#### [Brief]
Starting with the line that contains "Could you please mark the tree", set down each line through the end of the entries below, exactly and with nothing added.

#### [Source material]
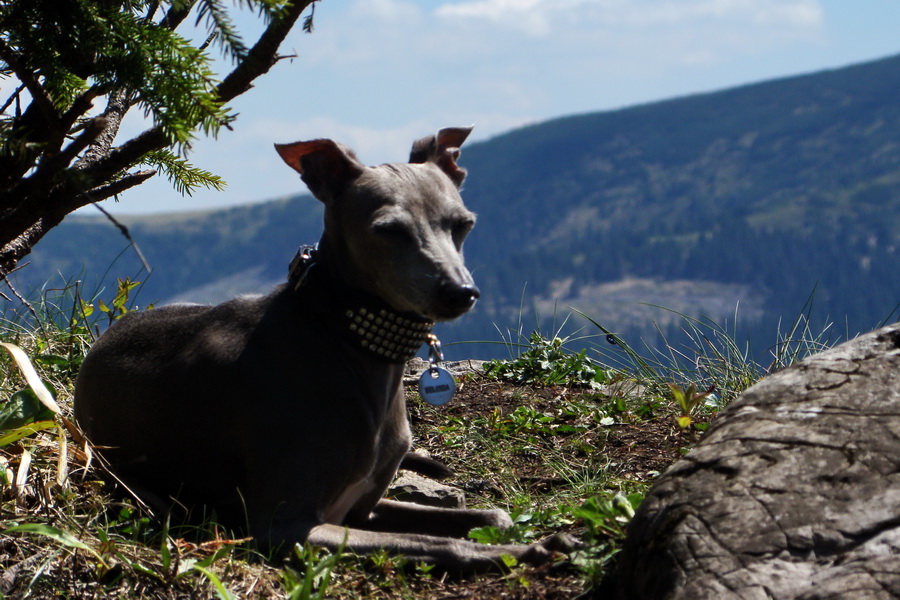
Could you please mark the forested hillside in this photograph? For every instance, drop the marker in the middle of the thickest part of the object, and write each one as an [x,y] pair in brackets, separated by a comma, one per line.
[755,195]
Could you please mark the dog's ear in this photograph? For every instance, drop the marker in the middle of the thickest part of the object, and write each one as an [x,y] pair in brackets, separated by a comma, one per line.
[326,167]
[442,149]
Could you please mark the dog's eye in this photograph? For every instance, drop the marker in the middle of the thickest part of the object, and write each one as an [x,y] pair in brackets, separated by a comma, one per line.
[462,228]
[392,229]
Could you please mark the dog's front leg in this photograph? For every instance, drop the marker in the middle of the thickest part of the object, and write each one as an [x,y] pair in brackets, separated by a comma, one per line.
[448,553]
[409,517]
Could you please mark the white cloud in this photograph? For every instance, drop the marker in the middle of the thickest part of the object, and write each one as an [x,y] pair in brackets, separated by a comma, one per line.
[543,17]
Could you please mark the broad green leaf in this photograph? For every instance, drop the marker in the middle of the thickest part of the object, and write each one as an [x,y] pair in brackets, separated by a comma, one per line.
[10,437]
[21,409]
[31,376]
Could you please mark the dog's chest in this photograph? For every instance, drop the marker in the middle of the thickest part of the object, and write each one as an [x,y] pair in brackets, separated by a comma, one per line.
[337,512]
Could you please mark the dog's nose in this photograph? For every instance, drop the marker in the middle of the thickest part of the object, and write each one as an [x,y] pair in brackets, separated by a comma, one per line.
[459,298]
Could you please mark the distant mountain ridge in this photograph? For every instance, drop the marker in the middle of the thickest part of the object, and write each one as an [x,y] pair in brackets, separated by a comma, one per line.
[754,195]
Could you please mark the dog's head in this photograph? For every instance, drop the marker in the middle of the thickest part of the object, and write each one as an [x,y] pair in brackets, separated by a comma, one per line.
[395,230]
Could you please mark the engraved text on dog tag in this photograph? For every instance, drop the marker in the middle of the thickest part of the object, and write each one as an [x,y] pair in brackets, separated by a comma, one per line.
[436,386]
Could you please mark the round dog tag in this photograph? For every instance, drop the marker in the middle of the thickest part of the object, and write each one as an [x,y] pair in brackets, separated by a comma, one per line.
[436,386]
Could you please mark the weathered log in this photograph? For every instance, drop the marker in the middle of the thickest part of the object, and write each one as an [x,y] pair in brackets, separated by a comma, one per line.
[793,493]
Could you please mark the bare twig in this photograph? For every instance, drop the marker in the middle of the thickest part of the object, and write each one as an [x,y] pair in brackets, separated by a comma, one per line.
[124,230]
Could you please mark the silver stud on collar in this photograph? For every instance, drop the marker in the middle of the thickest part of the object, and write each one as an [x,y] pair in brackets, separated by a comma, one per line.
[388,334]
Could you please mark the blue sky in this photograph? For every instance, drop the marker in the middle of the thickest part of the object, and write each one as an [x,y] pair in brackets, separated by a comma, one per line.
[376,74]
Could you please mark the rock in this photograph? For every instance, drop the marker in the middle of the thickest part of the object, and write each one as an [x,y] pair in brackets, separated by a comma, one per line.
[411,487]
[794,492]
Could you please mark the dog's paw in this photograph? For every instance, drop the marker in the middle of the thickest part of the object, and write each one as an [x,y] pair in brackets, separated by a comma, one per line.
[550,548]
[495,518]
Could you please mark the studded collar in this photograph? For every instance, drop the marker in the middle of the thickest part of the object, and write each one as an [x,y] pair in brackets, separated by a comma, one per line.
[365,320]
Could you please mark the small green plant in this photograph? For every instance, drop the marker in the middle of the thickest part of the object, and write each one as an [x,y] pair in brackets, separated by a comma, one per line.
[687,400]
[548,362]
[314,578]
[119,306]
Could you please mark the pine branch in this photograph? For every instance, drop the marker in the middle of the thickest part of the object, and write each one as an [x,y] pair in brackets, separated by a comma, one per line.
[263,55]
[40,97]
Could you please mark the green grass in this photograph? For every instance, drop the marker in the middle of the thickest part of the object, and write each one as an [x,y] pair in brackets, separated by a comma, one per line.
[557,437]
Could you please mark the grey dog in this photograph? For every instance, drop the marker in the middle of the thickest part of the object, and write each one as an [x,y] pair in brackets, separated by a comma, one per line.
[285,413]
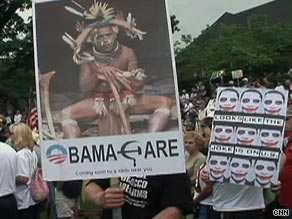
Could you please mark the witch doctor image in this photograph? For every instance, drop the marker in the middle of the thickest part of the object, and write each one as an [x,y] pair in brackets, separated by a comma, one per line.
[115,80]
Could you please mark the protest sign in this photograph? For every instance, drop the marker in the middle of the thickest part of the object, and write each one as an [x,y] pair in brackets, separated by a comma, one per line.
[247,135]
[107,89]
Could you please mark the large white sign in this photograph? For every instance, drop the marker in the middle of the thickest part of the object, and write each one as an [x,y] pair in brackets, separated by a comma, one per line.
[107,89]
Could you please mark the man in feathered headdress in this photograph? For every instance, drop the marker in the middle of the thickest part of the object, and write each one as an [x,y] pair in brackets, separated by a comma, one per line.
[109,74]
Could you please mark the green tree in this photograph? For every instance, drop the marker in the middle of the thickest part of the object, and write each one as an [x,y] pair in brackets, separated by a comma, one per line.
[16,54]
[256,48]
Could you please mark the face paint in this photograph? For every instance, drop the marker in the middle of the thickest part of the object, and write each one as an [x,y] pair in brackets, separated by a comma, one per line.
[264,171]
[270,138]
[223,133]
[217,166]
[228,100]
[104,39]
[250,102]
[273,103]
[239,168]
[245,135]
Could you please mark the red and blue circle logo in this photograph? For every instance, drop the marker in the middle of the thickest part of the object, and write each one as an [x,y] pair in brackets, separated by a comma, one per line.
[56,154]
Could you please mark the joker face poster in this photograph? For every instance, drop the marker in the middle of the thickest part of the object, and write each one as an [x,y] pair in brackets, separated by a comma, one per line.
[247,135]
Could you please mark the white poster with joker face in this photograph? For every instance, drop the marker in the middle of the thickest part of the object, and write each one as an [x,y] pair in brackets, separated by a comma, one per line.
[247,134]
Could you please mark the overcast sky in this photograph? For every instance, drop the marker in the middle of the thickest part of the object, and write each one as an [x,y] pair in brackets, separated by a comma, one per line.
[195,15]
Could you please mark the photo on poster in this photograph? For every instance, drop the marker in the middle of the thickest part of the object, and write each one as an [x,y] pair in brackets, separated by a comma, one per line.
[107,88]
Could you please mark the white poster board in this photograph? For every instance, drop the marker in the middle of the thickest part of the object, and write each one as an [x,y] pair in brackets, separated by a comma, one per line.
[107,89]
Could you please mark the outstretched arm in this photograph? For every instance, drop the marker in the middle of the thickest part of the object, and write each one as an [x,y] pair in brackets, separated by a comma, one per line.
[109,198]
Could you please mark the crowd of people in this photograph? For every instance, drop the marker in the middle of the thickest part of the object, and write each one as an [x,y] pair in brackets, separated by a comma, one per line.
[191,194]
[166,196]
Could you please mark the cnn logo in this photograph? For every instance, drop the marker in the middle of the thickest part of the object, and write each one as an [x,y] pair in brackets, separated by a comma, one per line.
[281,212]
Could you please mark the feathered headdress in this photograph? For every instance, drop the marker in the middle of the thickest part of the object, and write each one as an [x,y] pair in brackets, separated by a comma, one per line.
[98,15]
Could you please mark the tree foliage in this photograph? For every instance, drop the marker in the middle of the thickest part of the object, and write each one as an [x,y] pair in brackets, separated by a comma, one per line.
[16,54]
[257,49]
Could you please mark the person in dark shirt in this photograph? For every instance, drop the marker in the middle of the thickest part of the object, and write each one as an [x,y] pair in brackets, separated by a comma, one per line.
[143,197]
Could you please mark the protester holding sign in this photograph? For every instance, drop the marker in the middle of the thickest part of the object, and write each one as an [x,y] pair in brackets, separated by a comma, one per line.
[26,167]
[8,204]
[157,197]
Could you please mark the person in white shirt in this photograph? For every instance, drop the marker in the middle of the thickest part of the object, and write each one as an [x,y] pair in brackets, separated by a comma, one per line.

#### [Problem solution]
Could you please mark the tree foliage in this photograph? For every instance, drop the marker in the middle of the thickest part of the object, and write each one as an [x,y] pair in brackets, separated by a comma, one per line.
[16,54]
[257,49]
Could you please mark the person in dark shirt in this photograph? For every instance, drop the marker in the middle of the thickest part of the object, and write each one as an [x,y] pair in brackets, separated by a comma, one per line.
[143,197]
Could you please mark the protester holding sign in this photograph? For every instance, drop the marker in the middle of the thickest part of the object, and write each one as an [x,y] pair in brackets, separated by a comma, one per line.
[26,167]
[8,204]
[157,197]
Could you please mark the person in white shirt in this photograph? For every instance, drop the marker in the middle of the thickest part of the object, and write each one as an [x,y] pair in brackets, separated by a comma, one per line.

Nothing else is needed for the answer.